> _Tekstblok_
Na afloop van het tweedaagse Kamerdebat over de Energienota (22 en 23 oktober) zegt minister Lubbers zo spoedig mogelijk met de bouw van 3 kerncentrales te willen beginnen. Er komen nog een paar deelstudies en de Kamer kan altijd nog toestemming weigeren, maar de minister “wil geen maand verloren laten gaan.“ Volgend jaar, zo zegt hij, moet het algemene structuurschema op tafel liggen.
Grote deelname Kalkar-demonstratie
Eerste grote demonstratie met ruim 10.000 deelnemers tegen de bouw van Kalkar op het marktplein van dat Duitse dorp. De demonstratie is georganiseerd door (vooral) het Amsterdamse Anti-Kalkar Komitee en wordt vrijwel uitsluitend bijgewoond door mensen uit Nederland. In Duitsland is de anti-kernenergie beweging helemaal niet bezig met de bouw van de snelle kweekreactor. Het Anti-Kalkar Komitee bestaat uit politieke partijen CPN, PSP, PvdA en PPR. Een maand later, op 22 oktober bij een Kamerdebat over kernenergie, worden er 155.000 handtekeningen tegen de kweekreactor aangeboden.
Selectie zoutkoepels
Op antwoorden op kamervragen over onderzoek in het stroomdal Drentse Aa, zegt de minister van EZ (Lubbers) dat “het onderzoek naar de mogelijkheden tot het ondergronds opbergen van radioactief vast afval is gevorderd tot een voorlopige selectie van een aantal mogelijke vestigingsplaatsen.“ Deze zullen “in samenwerking met de betrokken autoriteiten en instanties nog op hun planologische mogelijkheden onderzocht moeten worden.“
Gemeenten tegen kerncentrale Maasvlakte
Rotterdam en Rijnmond wijzen voorlopig de bouw van een kerncentrale op de Maasvlakte af. Ze vinden dat de bewoners van het Rijnmondgebied door de concentratie van zware industrie al zwaar genoeg is belast. Eerder (april) hadden de Gedeputeerde Staten van Zuid-Holland zich uitgesproken voor een kerncentrale, daarmee een advies van de PPD (Provinciale Planologische Dienst) tegen de komst naast zich neerleggend. Provinciale Staten vinden de stellingname van GS voorbarig zonder dat er in de PS is over gesproken en hebben (eind april) een motie aangenomen tegen de komst.

> _Beschikbare gegevens_

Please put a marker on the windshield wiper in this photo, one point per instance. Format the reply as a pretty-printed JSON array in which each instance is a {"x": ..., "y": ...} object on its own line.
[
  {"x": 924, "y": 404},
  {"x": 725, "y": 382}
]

> _Te beantwoorden vragen_
1 - Hoeveel handtekeningen tegen de kweekreactor werden volgens de tekst over kernenergie op 22 oktober aangeboden?
2 - Zet de tekst over kernenergie voort na de laatste zin.
De gegevens staan los van de tekst over kernenergie.

> _Antwoorden_
1 - 155.000 handtekeningen.

2 -
Overzicht storingen in de kerncentrales 1974
Overzicht van de storingen die bekend zijn geworden in de Nederlandse kerncentrales in het afgelopen jaar: In totaal zijn er dat tien, vier in Dodewaard en zes in Borssele. Vanaf 1980 zal er, op verzoek van het parlement, een jaarlijks overzicht komen gemaakt door de Kernfysische Dienst. We staan niet in voor de volledigheid van de door ons uit openbare bronnen samengestelde overzichten tot 1980.
Provincie nu ook tegen locatie Maasvlakte
De Gedeputeerde Staten van Zuid-Holland is nu tegen de komst van een kerncentrale en weigert mee te werken aan de bouw. Dat laat ze de vaste Kamercommissie van EZ weten: “Zolang de problemen ten aanzien van thermische vervuiling, afvalstoffen en beveiliging in het algemeen niet afdoende zijn opgelost, zullen we niet meewerken aan de bouw van kerncentrales.“ GS sluit zich hiermee aan bij de Gemeente Rotterdam en de Rijnmond-raad die dat eerder al hadden besloten. De Maasvlakte is een van de mogelijke locaties voor de nieuwe kerncentrales.